## SUPPLIED TEXT
I am quite sure that all involved except, the end user, would love to see a slight lowering of the requirements, as it would make their jobs that much easier. I am quite sure if the standards were lowered by an acceptable level, the number of dogs that passed would increase by a good percentage...Would the quality of the dogs work performed be that much lower, probably not...vendors would sell more dogs, breeders would breed more dogs.
I have seen Gerben's posts on here, expressing concerns and when I was at Mike's we talked some about it as well. Both of them, as well as every other vendor I'm sure realize that these contracts are getting harder and harder to fill.the situation is as you describe it, about the depletion factor,well maybe not even that,How many dogs that could pass these new tests were around to even be depleted.Truth is no matter how good the breeding programs, the number of dogs produced, dogs that pass these tests are still rare.
And I'm sure they (the vendors) would be quite happy if they could present dogs of slightly lesser quality, like I said it would make their jobs much easier, and there would not be such a strain on the stock. But THAT IS NOT THEIR CALL.There is no vendors union. What would you have them do? Go on strike? Quit?
Professional breeders are breeding dogs to make money.Vendors vend to make money.contracts pay money.without money.breeders can't breed, vendor's can't vend.
Maybe it will be that the end user finds a solution themselves, by lowering the standard. I don't think they will find a solution by making their own breeding programs.There are US vendors/breeders the have operations in south africa that have 1000's of dogs.but they cannot even fill these contracts reliably, and they are doing their best to produce top quality dogs.

## TASK 1
In the forum post about dog contracts, why does the writer doubt that end users will solve the shortage by starting their own breeding programs?

[Coordinate annotation records]
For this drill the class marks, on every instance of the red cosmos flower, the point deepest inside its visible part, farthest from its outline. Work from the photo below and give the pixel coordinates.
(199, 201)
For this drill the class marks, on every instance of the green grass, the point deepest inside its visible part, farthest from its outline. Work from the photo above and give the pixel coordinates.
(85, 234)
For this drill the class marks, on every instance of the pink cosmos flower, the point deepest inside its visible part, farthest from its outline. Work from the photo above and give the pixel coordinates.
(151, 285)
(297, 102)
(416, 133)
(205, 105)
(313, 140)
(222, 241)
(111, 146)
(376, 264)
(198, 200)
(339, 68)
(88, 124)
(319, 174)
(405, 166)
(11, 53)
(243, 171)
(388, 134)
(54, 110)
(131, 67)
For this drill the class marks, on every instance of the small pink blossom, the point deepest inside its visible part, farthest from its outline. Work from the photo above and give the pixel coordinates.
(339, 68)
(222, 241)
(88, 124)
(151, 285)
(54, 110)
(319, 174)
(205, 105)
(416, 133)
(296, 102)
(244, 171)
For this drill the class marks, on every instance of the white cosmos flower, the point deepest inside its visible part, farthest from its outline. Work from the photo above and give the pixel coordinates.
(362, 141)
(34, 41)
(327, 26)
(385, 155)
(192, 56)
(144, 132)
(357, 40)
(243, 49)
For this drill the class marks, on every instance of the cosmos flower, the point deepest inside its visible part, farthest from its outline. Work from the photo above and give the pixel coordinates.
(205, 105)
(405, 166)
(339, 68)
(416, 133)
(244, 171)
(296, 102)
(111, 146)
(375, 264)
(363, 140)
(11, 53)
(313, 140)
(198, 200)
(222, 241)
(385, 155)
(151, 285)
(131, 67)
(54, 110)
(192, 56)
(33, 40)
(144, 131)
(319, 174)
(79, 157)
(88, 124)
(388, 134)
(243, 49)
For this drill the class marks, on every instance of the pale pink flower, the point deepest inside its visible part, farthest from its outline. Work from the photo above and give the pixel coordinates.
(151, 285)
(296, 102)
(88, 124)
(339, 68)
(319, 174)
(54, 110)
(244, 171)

## TASK 2
Pull out every line of the entries above that contains the word "outline".

## CORRECT RESULT 1
The writer points to US vendors and breeders with operations in South Africa that have thousands of dogs. Even though they are doing their best to produce top-quality dogs, they still cannot fill these contracts reliably.

## CORRECT RESULT 2
For this drill the class marks, on every instance of the red cosmos flower, the point deepest inside its visible part, farthest from its outline. Work from the photo below and give the pixel coordinates.
For this drill the class marks, on every instance of the green grass, the point deepest inside its visible part, farthest from its outline. Work from the photo above and give the pixel coordinates.
For this drill the class marks, on every instance of the pink cosmos flower, the point deepest inside its visible part, farthest from its outline. Work from the photo above and give the pixel coordinates.
For this drill the class marks, on every instance of the small pink blossom, the point deepest inside its visible part, farthest from its outline. Work from the photo above and give the pixel coordinates.
For this drill the class marks, on every instance of the white cosmos flower, the point deepest inside its visible part, farthest from its outline. Work from the photo above and give the pixel coordinates.
For this drill the class marks, on every instance of the cosmos flower, the point deepest inside its visible part, farthest from its outline. Work from the photo above and give the pixel coordinates.
For this drill the class marks, on every instance of the pale pink flower, the point deepest inside its visible part, farthest from its outline. Work from the photo above and give the pixel coordinates.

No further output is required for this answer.